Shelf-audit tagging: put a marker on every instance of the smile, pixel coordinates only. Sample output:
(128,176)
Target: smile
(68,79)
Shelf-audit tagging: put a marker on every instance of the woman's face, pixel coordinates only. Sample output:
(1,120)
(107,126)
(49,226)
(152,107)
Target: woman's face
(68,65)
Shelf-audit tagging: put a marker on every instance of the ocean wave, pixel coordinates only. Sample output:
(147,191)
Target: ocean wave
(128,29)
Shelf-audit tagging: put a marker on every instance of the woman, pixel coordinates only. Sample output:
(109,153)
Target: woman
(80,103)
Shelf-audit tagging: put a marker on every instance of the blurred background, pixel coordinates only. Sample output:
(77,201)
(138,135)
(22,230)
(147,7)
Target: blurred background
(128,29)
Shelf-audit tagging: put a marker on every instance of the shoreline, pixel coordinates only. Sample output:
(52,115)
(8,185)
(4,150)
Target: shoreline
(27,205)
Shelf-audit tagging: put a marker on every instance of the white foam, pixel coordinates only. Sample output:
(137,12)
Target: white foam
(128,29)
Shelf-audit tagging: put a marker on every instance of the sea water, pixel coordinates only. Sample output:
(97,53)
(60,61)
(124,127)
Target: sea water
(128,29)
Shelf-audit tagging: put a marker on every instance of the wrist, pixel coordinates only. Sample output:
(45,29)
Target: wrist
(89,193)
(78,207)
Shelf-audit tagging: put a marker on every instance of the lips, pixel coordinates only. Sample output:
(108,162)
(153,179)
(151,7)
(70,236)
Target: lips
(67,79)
########
### [PROBLEM REQUIREMENTS]
The answer is to be the lines from the one holding "Target: wrist" through the end of the data above, transcribed character for character, both ends included.

### [EXPECTED OUTPUT]
Target: wrist
(89,193)
(78,207)
Shelf-audit tagging: put a marker on every instance of the lips, pixel coordinates only. Sample output:
(108,162)
(153,179)
(151,7)
(70,236)
Target: lips
(67,79)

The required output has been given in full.